◆ WRITTEN EXERCISE: Every record that follows should be printed verbatim.

__________

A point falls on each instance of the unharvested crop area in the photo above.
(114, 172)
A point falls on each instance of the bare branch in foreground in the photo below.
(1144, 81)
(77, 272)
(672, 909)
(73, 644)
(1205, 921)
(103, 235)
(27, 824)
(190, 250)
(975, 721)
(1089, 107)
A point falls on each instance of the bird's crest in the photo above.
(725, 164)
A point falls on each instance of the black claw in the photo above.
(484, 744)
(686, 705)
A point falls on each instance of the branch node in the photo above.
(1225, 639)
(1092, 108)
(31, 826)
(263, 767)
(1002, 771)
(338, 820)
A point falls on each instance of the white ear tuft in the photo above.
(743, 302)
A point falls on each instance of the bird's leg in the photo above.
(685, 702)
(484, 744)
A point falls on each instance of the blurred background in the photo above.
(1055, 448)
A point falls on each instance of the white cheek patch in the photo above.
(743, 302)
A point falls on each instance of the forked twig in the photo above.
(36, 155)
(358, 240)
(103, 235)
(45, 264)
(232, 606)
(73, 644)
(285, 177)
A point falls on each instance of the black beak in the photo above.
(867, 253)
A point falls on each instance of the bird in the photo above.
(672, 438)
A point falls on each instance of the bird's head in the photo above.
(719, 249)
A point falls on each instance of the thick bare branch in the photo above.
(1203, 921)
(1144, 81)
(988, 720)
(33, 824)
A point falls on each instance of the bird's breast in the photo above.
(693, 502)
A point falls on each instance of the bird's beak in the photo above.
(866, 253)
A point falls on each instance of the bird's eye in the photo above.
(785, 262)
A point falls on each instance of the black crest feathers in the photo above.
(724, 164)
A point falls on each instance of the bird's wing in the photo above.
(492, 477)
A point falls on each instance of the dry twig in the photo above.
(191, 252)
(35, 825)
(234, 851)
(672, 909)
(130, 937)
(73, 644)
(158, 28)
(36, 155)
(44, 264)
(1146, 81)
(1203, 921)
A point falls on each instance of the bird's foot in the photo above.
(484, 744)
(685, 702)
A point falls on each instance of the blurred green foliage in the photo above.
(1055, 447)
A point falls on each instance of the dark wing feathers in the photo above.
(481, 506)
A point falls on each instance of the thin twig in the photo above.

__________

◆ CORRECT RESPONSE:
A point falls on each instance of the unharvested crop area in the photo above.
(114, 172)
A point falls on each instance of the bare branch in foreground in the photo below.
(1144, 81)
(77, 272)
(672, 909)
(73, 644)
(1205, 921)
(103, 235)
(27, 824)
(190, 250)
(975, 721)
(1089, 107)
A point falls on each instance of the bird's crest in the photo above.
(725, 164)
A point falls on each instance of the black claw in the photo above.
(484, 744)
(686, 705)
A point falls on each instance of the branch node in the photo above.
(1225, 639)
(1092, 108)
(31, 826)
(263, 767)
(1002, 771)
(338, 820)
A point falls on each instance of the white ear tuft in the photo above.
(743, 302)
A point falls on each instance of the bird's leg in the photo above.
(685, 702)
(484, 744)
A point falls on each instance of the blurred background in the photo above.
(1055, 448)
A point falls on each instance of the white cheek patch in the photo above.
(743, 302)
A point falls on each instance of the forked twig in the photo above.
(36, 155)
(358, 240)
(103, 235)
(45, 264)
(232, 606)
(73, 644)
(285, 177)
A point falls on each instance of the black beak in the photo above.
(867, 253)
A point falls on each instance of the bird in the photo above.
(672, 438)
A point falls on each instance of the bird's head in the photo above.
(719, 249)
A point falls on each instance of the thick bare branch in the photo above.
(1203, 921)
(1144, 81)
(988, 720)
(33, 824)
A point falls on each instance of the bird's breast in the photo above.
(693, 502)
A point falls on each instance of the bird's beak in the photo above.
(866, 253)
A point falls on each instance of the bird's eye in the photo above.
(785, 262)
A point falls on each instance of the black crest feathers in the photo above.
(724, 164)
A point falls on each instance of the bird's wing in the photo above.
(492, 477)
A point falls on each instance of the dry twig in the photo above.
(191, 252)
(35, 825)
(234, 851)
(672, 909)
(130, 937)
(73, 644)
(158, 28)
(36, 155)
(44, 264)
(1146, 81)
(1203, 921)
A point falls on each instance of the bird's foot in the photo above.
(484, 744)
(685, 702)
A point falls on each instance of the blurred green foliage in the photo above.
(1055, 447)
A point falls on each instance of the dark wing feathers in the photo above.
(481, 506)
A point falls on each instance of the thin twig in the photo above.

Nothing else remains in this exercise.